• Instructions for the task:
Locate the line that contains "formatted like [322,525].", then copy it and all later lines of the data below exactly, through the last one.

• Recorded data:
* * * * *

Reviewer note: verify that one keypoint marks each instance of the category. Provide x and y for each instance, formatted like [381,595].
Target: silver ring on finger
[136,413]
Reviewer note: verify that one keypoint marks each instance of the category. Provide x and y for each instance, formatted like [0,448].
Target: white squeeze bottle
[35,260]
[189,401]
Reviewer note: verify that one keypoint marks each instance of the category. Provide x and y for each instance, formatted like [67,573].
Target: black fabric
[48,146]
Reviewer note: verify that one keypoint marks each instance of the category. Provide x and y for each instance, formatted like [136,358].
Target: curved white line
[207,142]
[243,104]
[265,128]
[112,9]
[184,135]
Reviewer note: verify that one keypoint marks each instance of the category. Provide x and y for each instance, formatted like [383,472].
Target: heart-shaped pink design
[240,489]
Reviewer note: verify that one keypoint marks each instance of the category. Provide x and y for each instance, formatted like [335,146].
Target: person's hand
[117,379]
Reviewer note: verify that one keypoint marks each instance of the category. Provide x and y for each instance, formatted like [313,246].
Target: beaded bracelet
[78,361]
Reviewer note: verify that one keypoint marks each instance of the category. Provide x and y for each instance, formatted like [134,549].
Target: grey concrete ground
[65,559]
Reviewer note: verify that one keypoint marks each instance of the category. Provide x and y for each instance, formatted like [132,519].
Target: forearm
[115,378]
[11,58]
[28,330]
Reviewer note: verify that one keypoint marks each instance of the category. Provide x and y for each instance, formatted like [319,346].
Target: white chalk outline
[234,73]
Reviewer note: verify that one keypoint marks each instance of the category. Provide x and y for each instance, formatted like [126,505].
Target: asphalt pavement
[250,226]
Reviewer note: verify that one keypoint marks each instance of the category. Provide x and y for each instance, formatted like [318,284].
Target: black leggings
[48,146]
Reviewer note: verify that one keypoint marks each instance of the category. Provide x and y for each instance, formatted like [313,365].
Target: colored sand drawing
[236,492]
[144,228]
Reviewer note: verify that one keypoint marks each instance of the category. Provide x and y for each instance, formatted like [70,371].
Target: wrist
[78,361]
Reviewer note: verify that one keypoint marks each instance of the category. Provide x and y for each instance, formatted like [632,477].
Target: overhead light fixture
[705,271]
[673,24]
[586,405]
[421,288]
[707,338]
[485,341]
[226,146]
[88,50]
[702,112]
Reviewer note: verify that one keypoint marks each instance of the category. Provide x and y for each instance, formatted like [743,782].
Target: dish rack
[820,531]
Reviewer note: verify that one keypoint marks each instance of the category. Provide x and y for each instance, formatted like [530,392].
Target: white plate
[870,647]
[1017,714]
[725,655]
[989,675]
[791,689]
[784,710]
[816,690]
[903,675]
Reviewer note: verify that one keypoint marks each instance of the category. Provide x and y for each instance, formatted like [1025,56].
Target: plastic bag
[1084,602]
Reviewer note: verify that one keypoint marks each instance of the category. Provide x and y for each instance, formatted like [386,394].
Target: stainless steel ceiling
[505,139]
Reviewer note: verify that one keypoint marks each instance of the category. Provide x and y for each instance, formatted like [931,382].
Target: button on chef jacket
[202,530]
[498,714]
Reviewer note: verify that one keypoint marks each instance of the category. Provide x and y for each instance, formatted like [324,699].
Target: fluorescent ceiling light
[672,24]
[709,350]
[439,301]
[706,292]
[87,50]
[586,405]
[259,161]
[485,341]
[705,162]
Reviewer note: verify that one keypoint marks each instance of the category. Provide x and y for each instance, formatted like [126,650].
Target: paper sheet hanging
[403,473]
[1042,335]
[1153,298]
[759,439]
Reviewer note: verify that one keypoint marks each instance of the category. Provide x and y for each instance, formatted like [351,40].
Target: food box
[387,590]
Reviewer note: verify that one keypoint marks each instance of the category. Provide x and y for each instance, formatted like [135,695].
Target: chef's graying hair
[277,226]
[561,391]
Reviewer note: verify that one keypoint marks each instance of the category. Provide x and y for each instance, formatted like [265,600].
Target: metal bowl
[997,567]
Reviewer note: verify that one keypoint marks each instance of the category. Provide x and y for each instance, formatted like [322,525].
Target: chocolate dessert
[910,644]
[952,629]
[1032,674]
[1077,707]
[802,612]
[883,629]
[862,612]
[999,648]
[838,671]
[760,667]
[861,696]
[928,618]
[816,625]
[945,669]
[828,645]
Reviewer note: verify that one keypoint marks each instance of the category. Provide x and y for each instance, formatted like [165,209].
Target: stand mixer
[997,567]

* * * * *

• Answer to this problem:
Reviewer note: verify that one keypoint marks each instance of the category. Provide x and y for each instance, formatted like [322,525].
Target: chocolate dessert
[910,644]
[952,629]
[1032,674]
[1077,707]
[802,612]
[883,629]
[862,612]
[999,648]
[838,671]
[760,667]
[861,696]
[928,618]
[816,625]
[945,669]
[828,645]
Reviewer note: verify that one keypoint marks each instance of the category. Provide x and y for each instance, formatted like [165,209].
Target: stand mixer
[997,567]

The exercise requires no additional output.